Texte source:
3Mais les lettres à Simenon ne montrent pas seulement ce qui a touché, ému, bouleversé ou diverti ses lecteurs. Au-delà des effets, il y a les bienfaits d’une œuvre et de la personne de l’écrivain : le corpus étudié fait voir l’égale importance, dans le processus de lecture, de ce que ce dernier fait à et pour ses lecteurs. L’élément central de la lecture « ordinaire » que révèlent les lettres est la présence constante et en filigrane de la personne de l’auteur dans l’acte de lecture5. Le genre de témoignage comme celui de ce lecteur de 1956 est récurrent : « Vos personnages dégagent une telle chaleur humaine, sont si vrais, que l’on ressent soi-même cette chaleur et que derrière vos romans on aperçoit imperceptiblement l’homme que vous êtes ». Le même phénomène est observé dans la réception de l’œuvre de Rousseau par un lecteur « ordinaire » de la fin du XVIIIe siècle : « Les lecteurs voyaient Jean-Jacques derrière l’écriture. Ils entendaient sa voix à travers ses livres, et ils se passionnaient autant pour l’homme que pour l’œuvre. »6 On observe ici dans quelle mesure « chaque lecteur possède ou non des informations sur l’écrivain voire sur la personne civile, qu’il peut croiser à loisir avec les données textuelles dans son portrait de l’auteur implicite »7.

4En répertoriant les bienfaits que les lecteurs attribuent tantôt à l’œuvre, tantôt à la personne de Simenon, souvent aux deux à la fois, ce n’est pas une image figée de l’écrivain qui émerge d’une série de qualificatifs mais un certain nombre de rôles que les lecteurs lui attribuent, et en particulier ceux de confident, de consolateur et de justicier. L’autorité morale conférée au père de Maigret n’est pas sans rapport avec son statut d’écrivain célèbre, dont témoignent les nombreuses marques d’admiration qui à leur tour révèlent ce qui fait la grandeur artistique d’un écrivain à succès au XXe siècle.

Données fournies:

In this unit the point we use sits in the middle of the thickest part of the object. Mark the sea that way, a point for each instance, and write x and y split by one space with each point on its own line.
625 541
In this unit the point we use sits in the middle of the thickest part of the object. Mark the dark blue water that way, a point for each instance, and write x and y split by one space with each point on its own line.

Exercices:
a) Recopiez le passage de l’extrait sur les lettres à Simenon qui va de « 4En répertoriant les » jusqu’à « au XXe siècle. ».
b) Dans l’extrait sur les lettres à Simenon, relevez les rôles que les lecteurs attribuent à l’écrivain et qui sont nommément cités.
c) Les affirmations suivantes sont-elles conformes à l’extrait sur les lettres à Simenon ? Répondez par oui ou par non en citant les mots du texte qui tranchent.
(i) Le lecteur dont le témoignage est cité écrivait en 1956.
(ii) Le phénomène observé chez Rousseau concerne un lecteur du XIXe siècle.
(iii) Une image figée de l’écrivain se dégage des bienfaits répertoriés.
La liste forme un matériau à part, distinct du texte source.

Réponses par exercice:
a)
4En répertoriant les bienfaits que les lecteurs attribuent tantôt à l’œuvre, tantôt à la personne de Simenon, souvent aux deux à la fois, ce n’est pas une image figée de l’écrivain qui émerge d’une série de qualificatifs mais un certain nombre de rôles que les lecteurs lui attribuent, et en particulier ceux de confident, de consolateur et de justicier. L’autorité morale conférée au père de Maigret n’est pas sans rapport avec son statut d’écrivain célèbre, dont témoignent les nombreuses marques d’admiration qui à leur tour révèlent ce qui fait la grandeur artistique d’un écrivain à succès au XXe siècle.

b) Confident, consolateur, justicier.

c)
(i) Oui : « ce lecteur de 1956 ».
(ii) Non : « de la fin du XVIIIe siècle ».
(iii) Non : « ce n’est pas une image figée de l’écrivain qui émerge ».